■ Data provided ■
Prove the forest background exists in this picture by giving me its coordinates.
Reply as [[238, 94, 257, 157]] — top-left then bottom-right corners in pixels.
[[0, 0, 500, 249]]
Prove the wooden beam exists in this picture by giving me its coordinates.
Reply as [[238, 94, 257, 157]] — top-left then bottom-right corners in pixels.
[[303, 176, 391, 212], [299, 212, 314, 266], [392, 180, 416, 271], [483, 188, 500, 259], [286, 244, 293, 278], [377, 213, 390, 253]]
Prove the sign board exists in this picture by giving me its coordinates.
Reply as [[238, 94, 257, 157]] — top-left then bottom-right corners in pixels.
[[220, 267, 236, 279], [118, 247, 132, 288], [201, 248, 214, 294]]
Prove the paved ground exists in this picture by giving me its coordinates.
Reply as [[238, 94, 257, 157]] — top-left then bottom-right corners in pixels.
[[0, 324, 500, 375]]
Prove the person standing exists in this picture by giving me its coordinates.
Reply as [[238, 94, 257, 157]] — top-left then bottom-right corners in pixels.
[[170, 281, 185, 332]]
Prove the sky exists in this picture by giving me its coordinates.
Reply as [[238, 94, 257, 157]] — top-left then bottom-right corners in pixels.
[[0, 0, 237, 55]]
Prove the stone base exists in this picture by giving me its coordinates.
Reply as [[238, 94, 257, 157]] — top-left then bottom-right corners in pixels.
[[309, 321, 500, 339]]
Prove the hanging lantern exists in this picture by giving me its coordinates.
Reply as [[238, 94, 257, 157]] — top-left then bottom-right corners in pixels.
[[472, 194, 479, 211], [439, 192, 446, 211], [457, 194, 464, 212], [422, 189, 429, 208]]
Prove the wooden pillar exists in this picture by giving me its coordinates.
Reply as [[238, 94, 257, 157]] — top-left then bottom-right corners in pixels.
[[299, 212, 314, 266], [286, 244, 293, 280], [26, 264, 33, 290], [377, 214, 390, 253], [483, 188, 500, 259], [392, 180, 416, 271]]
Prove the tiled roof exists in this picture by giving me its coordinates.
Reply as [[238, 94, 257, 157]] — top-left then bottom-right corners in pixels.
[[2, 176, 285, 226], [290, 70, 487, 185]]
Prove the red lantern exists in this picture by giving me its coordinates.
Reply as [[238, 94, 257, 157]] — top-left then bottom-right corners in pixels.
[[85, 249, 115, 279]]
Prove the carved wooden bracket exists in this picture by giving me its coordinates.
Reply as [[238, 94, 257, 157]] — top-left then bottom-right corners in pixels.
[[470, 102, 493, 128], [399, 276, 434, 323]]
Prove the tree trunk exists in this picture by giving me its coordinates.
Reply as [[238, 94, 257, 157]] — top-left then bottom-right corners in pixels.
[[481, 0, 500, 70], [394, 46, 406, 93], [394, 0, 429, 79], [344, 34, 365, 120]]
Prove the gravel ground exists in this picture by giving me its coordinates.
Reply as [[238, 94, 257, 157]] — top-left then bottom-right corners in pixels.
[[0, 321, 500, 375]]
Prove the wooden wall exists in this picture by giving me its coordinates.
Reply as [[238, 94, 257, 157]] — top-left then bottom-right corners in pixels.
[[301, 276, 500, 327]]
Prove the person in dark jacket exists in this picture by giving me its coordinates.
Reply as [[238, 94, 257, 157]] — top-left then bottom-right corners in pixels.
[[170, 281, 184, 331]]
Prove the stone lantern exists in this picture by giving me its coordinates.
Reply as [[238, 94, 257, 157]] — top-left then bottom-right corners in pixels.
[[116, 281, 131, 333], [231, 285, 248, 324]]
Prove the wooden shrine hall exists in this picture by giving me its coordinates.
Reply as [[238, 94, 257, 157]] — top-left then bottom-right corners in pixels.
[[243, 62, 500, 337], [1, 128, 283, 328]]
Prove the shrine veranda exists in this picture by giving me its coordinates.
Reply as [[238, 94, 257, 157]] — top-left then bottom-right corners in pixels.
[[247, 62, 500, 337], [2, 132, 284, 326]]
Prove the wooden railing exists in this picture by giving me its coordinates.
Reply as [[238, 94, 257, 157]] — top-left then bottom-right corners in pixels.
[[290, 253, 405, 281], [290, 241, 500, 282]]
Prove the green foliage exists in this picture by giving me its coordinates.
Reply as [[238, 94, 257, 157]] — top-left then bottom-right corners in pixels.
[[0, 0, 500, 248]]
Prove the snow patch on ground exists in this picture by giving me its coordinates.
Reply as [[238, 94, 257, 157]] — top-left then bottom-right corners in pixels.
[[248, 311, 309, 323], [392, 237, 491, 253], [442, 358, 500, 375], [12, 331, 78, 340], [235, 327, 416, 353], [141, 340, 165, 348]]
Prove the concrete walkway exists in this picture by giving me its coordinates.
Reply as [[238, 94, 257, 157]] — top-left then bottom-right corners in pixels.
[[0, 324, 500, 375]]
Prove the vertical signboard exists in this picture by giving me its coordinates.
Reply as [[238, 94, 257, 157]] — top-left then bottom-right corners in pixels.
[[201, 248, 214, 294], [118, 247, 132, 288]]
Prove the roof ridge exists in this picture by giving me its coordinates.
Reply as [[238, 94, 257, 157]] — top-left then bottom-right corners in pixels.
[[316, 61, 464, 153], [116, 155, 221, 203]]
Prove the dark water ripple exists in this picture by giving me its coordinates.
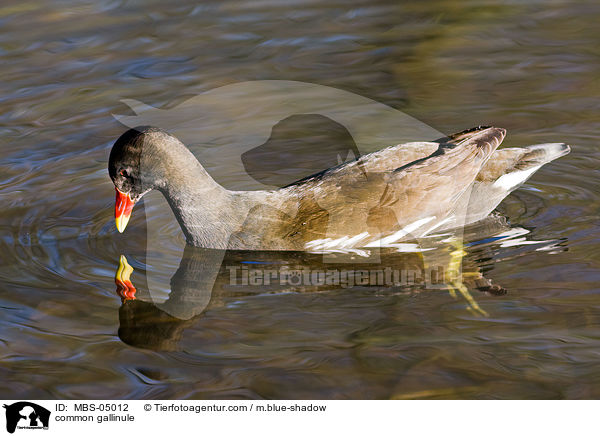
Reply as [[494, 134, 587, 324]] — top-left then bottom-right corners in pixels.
[[0, 1, 600, 399]]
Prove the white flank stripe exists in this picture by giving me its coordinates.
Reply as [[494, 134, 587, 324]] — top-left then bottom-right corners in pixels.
[[492, 165, 541, 191]]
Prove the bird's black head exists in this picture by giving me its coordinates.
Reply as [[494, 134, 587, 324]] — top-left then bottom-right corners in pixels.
[[108, 126, 168, 232]]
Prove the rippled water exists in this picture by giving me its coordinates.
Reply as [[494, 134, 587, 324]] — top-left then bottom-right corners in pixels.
[[0, 0, 600, 398]]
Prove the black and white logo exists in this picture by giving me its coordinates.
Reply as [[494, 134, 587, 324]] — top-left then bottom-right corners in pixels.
[[4, 401, 50, 433]]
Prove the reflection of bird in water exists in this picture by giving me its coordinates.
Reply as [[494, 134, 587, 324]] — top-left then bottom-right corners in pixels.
[[110, 216, 560, 350]]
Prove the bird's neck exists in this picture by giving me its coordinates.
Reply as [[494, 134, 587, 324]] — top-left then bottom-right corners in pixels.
[[158, 143, 250, 248]]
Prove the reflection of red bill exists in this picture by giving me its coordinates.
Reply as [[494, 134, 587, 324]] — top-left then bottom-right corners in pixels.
[[115, 255, 136, 301], [115, 188, 134, 233]]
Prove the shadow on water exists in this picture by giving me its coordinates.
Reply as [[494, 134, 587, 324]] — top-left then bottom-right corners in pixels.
[[115, 215, 564, 351]]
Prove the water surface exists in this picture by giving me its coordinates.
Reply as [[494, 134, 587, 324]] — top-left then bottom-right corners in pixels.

■ Problem to solve ■
Update all of the items above by replacing "in pixels" with "in pixel units" and changing nothing else, and leave the pictures out of your answer.

■ Full solution ■
Prove the forest background exists in this picture by giving me its coordinates.
Reply as [[238, 94, 257, 157]] — top-left then bottom-right corners in pixel units.
[[0, 0, 500, 249]]
Prove the wooden beam exists in this picture by giving me its coordinates.
Reply as [[238, 94, 257, 157]] — top-left then bottom-right corners in pixel units.
[[303, 176, 391, 212], [299, 212, 314, 266], [392, 180, 416, 271], [483, 188, 500, 259], [286, 244, 293, 278], [377, 213, 390, 253]]
Prove the sign board exists in this picture by giving me its coordinates.
Reply as [[238, 94, 257, 157]] — top-left then bottom-right corners in pixel units.
[[220, 267, 236, 279], [118, 247, 132, 288], [201, 248, 214, 294]]
Prove the paved ground exists in this picture by giving me its coordinates.
Reply as [[238, 94, 257, 157]] — top-left then bottom-right corners in pixel units.
[[0, 324, 500, 375]]
Prove the person standing exists in this picture by giving me its coordinates.
Reply as [[238, 94, 257, 157]] — top-left then bottom-right corners in pixel units.
[[170, 281, 185, 332]]
Prove the sky exists in this picture by giving me its coordinates.
Reply as [[238, 94, 257, 157]] — top-left then bottom-right corners in pixel units.
[[0, 0, 237, 55]]
Prove the stone base exists in this picture by giving me its coordinates.
Reply as [[238, 94, 257, 157]] — top-left then bottom-right corners in pixel units.
[[309, 321, 500, 339]]
Prove the hanging lantern exists in this picture by giving me its coordinates.
Reply as [[238, 94, 257, 157]] — top-left then bottom-right corners in pixel units.
[[472, 194, 479, 211], [439, 192, 446, 211], [457, 194, 464, 212], [422, 189, 429, 208]]
Prove the wooden pillar exists in this picture by giving me its coordinates.
Reply as [[238, 94, 257, 157]] — top-left then bottom-right corners in pixel units.
[[299, 212, 314, 266], [286, 244, 293, 280], [26, 264, 33, 290], [377, 214, 390, 253], [483, 188, 500, 259], [392, 180, 416, 271]]
Prove the tiled roof exists in this picture by giving me its coordinates.
Reply as [[238, 94, 257, 157]] — top-left then bottom-right corners in pixel units.
[[2, 176, 285, 226], [290, 70, 487, 185]]
Prove the red lantern exists in this picture by giving me its coordinates.
Reply as [[238, 94, 257, 157]] — top-left then bottom-right corners in pixel units.
[[85, 249, 115, 279]]
Prove the carved wooden bracket exists in this picture by giving me its coordinates.
Reply as [[238, 94, 257, 157]] — top-left then bottom-right corners in pixel units.
[[470, 102, 493, 128], [399, 276, 434, 323]]
Prove the tree trunk exists in this picture by giving me its coordinates.
Reply as [[238, 94, 257, 157]] — top-left then bottom-right corners in pixel units.
[[481, 0, 500, 70], [394, 46, 406, 93], [394, 0, 429, 79], [344, 34, 365, 120]]
Prove the gravel ground exists in this picture by giving me its coordinates.
Reply as [[238, 94, 257, 157]] — top-left then bottom-right corners in pixel units.
[[0, 321, 500, 375]]
Prove the wooden wall exists in this picture by giving me its coordinates.
Reply as [[238, 94, 257, 157]] — top-left then bottom-right corners in pixel units.
[[301, 276, 500, 327]]
Prove the person in dark jacket exists in this picture by giving me its coordinates.
Reply as [[238, 94, 257, 157]] — top-left then bottom-right corners in pixel units.
[[170, 281, 184, 331]]
Prove the stone lantern exists in this picture by giving me its coordinates.
Reply as [[238, 94, 257, 157]] — top-left then bottom-right corners in pixel units.
[[116, 281, 131, 333], [231, 285, 248, 324]]
Prove the wooden shrine hall exists in this picture by giving me its coordinates.
Reply as [[238, 94, 257, 157]] — top-left then bottom-right corners in pixel units.
[[243, 62, 500, 337], [1, 128, 283, 328]]
Prove the shrine veranda exists in this picture by giving me its coordinates.
Reply as [[238, 94, 257, 157]] — top-left then bottom-right corners in pixel units.
[[247, 62, 500, 337], [2, 132, 284, 326]]
Prove the wooden railing exists in this picture by giving me its coordinates.
Reply as [[238, 94, 257, 157]] — top-left then bottom-right corners in pixel units.
[[290, 253, 405, 281], [290, 241, 500, 282]]
Prove the green foliage exists in this picture by giving me its coordinates.
Reply as [[238, 94, 257, 157]] — top-left then bottom-right corners in pixel units.
[[0, 0, 500, 248]]
Prove the snow patch on ground exists in this picture by giving me its coordinates.
Reply as [[238, 94, 257, 157]] — top-left then bottom-right corners in pixel units.
[[248, 311, 309, 323], [392, 237, 491, 253], [442, 358, 500, 375], [12, 331, 78, 340], [235, 327, 416, 353], [141, 340, 165, 348]]
Prove the concrete walkway exists in this picture by giving me its coordinates.
Reply as [[238, 94, 257, 157]] — top-left then bottom-right corners in pixel units.
[[0, 324, 500, 375]]
Prove the vertical signboard exists in this picture by giving me its coordinates.
Reply as [[238, 94, 257, 157]] — top-left then bottom-right corners in pixel units.
[[201, 248, 214, 294], [118, 247, 132, 288]]
Prove the roof ridge exists in this picture by giving me its coordinates.
Reply as [[238, 94, 257, 157]] — top-left then bottom-right corners in pixel units.
[[316, 61, 464, 153], [116, 155, 221, 203]]
Prove the dark water ripple exists in this picture by giving me its coordinates.
Reply as [[494, 134, 587, 324]] — top-left then bottom-right corners in pixel units.
[[0, 1, 600, 399]]
Prove the white flank stripe exists in this picture by giving me its coordinates.
Reply as [[494, 134, 587, 324]] — top-left then bottom-right corners in pixel units.
[[492, 165, 541, 191]]
Prove the bird's black head exists in this picture by giving me its coordinates.
Reply as [[494, 134, 587, 324]] — top-left then bottom-right corners in pixel units.
[[108, 126, 168, 232]]
Prove the rippled water exists in this picture by giving me its coordinates.
Reply as [[494, 134, 587, 324]] — top-left then bottom-right corners in pixel units.
[[0, 0, 600, 398]]
Prove the black and white logo exists in this picture by giving me its coordinates.
Reply as [[494, 134, 587, 324]] — top-left then bottom-right corners in pixel units.
[[4, 401, 50, 433]]
Prove the reflection of bird in water exists in this picture by giving me its coordinates.
Reply as [[494, 134, 587, 324]] — top-left then bottom-right corners in pixel units.
[[110, 216, 560, 350]]
Prove the bird's neck exists in this picture by giving me its coordinates.
Reply as [[494, 134, 587, 324]] — top-left then bottom-right corners in pixel units.
[[158, 143, 250, 248]]
Prove the reflection of red bill exists in this picture by giving me its coordinates.
Reply as [[494, 134, 587, 324]] — top-left then bottom-right corners in pixel units.
[[115, 255, 136, 301], [115, 188, 134, 233]]
Prove the shadow on water exists in this picture by giving me its coordinates.
Reply as [[494, 134, 587, 324]] — top-left then bottom-right corners in pixel units.
[[115, 215, 564, 351]]
Prove the water surface exists in this picture by giving me its coordinates.
Reply as [[494, 134, 587, 324]] — top-left then bottom-right corners in pixel units.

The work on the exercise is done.